## TAREFA PROPOSTA A
Responda às perguntas abaixo com base no texto sobre o recital em Braga:
(i) Em que ano o pai do autor viajou para o Brasil?
(ii) Em que instituição se realizou o recital?
(iii) Quantas poesias o pai sabia recitar de memória?
## TAREFA PROPOSTA B
Substitua "chuvosa" por "serena" no trecho do texto sobre o recital em Braga que vai de "Em fins de Maio" até "risadas de cristal." e transcreva esse trecho com a alteração.
## TAREFA PROPOSTA C
Continue o texto sobre o recital em Braga a partir do ponto em que ele termina.

Gravura da Igreja de Sta. Cruz, em Braga

Aos 11 de Junho de 1898, nascia em Braga José da Silva Martins, meu pai. Viajou para o Brasil em 1928 e nunca mais voltou à terra, vindo a falecer em 2000, aos 102 anos. Naturalizou-se brasileiro, mas incutiu em minha mãe e em meus três irmãos o amor a Portugal e, em particular, a Braga. Não fazia distinção entre os dois países, tão intrinsicamente ligados.
Estive várias vezes na cidade, mas o presente recital foi o primeiro. Deu-se no Conservatório Calouste Gulbenkian. Após comentar as obras que seriam apresentadas, dediquei o recital à memória de meu pai. Negar que estava emocionado, impossível seria.
Em fins de Maio tarda a anoitecer na Europa. Tendo ensaiado no belo auditório dessa imensa Instituição de Ensino, fui à janela da sala contígua e ouvi um melro a cantar, melodia bem diferente daquela dos melros de Mullem, na Bélgica. Encimando um beiral, seu canto era uma despedida da tarde chuvosa. Olivier Messiaen já dizia que os pássaros acumulam os cantos através dos anos. Fascinam aqueles que lhes dão ouvidos. Lembrei-me do pai. Desde a infância, minha mãe, meus irmãos e amigos costumávamos ouvi-lo declamar poemas luso-brasileiros. Em sua longa existência soube recitar, de memória, cerca de 350 poesias. Um dos prediletos era o belo, longo e trágico poema de Guerra Junqueiro, O Melro:

O melro, eu conheci-o:
Era negro, vibrante, luzidio,
madrugador, jovial;
Logo de manhã cedo
Começava a soltar, dentre o arvoredo,
Verdadeiras risadas de cristal.

## DADOS FORNECIDOS
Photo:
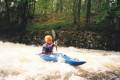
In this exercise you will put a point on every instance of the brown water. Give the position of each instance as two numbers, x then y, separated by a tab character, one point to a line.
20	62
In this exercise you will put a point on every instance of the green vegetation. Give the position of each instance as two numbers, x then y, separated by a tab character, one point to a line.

## RESPOSTA FINAL A
(i) Em 1928.
(ii) No Conservatório Calouste Gulbenkian.
(iii) Cerca de 350.

## RESPOSTA FINAL B
Em fins de Maio tarda a anoitecer na Europa. Tendo ensaiado no belo auditório dessa imensa Instituição de Ensino, fui à janela da sala contígua e ouvi um melro a cantar, melodia bem diferente daquela dos melros de Mullem, na Bélgica. Encimando um beiral, seu canto era uma despedida da tarde serena. Olivier Messiaen já dizia que os pássaros acumulam os cantos através dos anos. Fascinam aqueles que lhes dão ouvidos. Lembrei-me do pai. Desde a infância, minha mãe, meus irmãos e amigos costumávamos ouvi-lo declamar poemas luso-brasileiros. Em sua longa existência soube recitar, de memória, cerca de 350 poesias. Um dos prediletos era o belo, longo e trágico poema de Guerra Junqueiro, O Melro:

O melro, eu conheci-o:
Era negro, vibrante, luzidio,
madrugador, jovial;
Logo de manhã cedo
Começava a soltar, dentre o arvoredo,
Verdadeiras risadas de cristal.

## RESPOSTA FINAL C
Lembrei-me com afeto dos versos que fazem parte de meus acúmulos. O canto do pássaro e as reminiscências, à la manière de Marcel Proust, estimularam-me para a performance. Entrei no palco pleno de uma nostálgica alegria. Busquei o melhor de mim, pois algo místico estava a acontecer. De onde estiver, meu pai captou a mensagem.

Cidade Plena de Mistérios

…a cidade de Évora hipnotiza ainda hoje de forma intensa todos e cada um, graças à existência duma velada força magnética, espiritual, praticamente indecifrável.
Joaquim Palminha Silva

Cromeleque dos Almendres, VI milênio a.C. - Foto J.E.M

Essa antiga cidade, por vezes milenar, tem origens singulares. Uns poucos quilômetros a distanciam do Cromeleque dos Almendres, monumento megalítico formado por menires e que deve datar do VI milênio a.C. O vasto descortino que se tem do Cromeleque possibilita, de certo ângulo, que sejam vislumbradas as cercanias da cidade. O porquê da colocação estratégica de dezenas de menires continua um mistério, como em Stonehenge, na Inglaterra. Determinadas coordenadas a fixarem o deslocamento da luz solar, outro mistério, comum às duas formações. Aliás, no Alentejo são inúmeros os menires, sendo o Cromeleque dos Almendres o mais importante.

Templo Romano de Évora, ou de Diana (Século III de nossa era) - Foto: J.E.M.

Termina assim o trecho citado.